Data for this exercise ▸
--*--

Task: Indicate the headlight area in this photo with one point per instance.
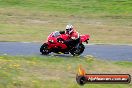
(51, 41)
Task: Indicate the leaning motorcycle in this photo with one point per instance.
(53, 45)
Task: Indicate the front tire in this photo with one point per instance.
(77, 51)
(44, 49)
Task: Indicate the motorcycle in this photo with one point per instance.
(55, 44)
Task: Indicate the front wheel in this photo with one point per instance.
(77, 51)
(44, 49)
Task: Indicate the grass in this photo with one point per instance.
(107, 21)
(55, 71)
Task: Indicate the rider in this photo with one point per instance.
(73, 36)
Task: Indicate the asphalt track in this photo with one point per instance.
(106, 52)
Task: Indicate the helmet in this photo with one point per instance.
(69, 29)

--*--

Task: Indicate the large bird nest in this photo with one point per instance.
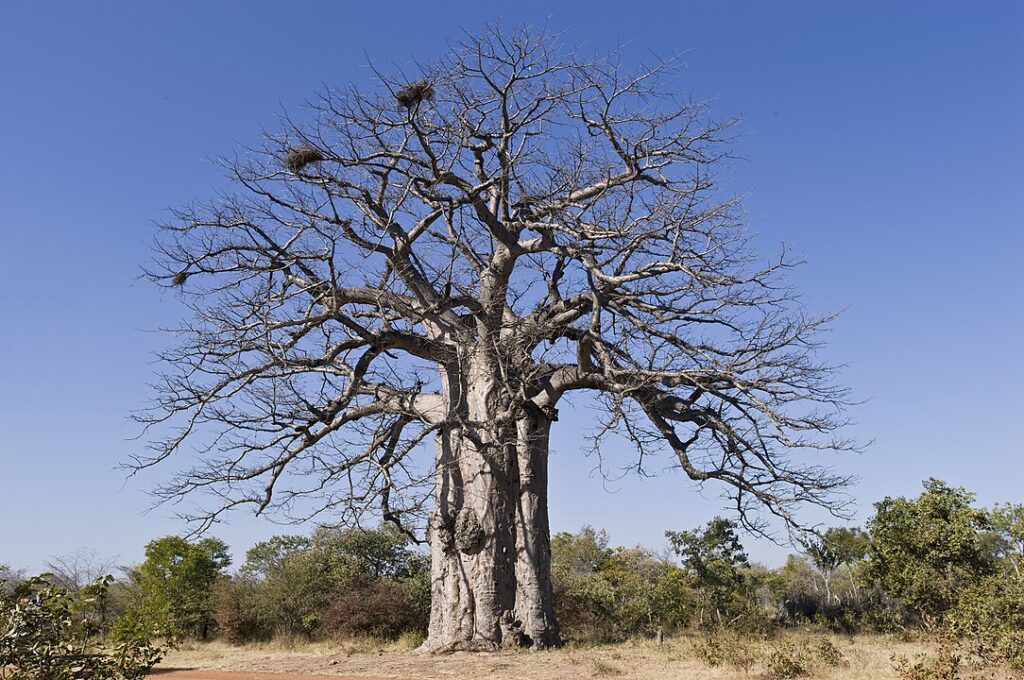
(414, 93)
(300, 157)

--*--

Requirement ▸ Gather every line of the items that contains the word "front", matching case exactly.

The completed task ▸
Task: Indicate the front tire in this photo with one point per instance.
Task: Indicate the front wheel in this photo with one point per instance.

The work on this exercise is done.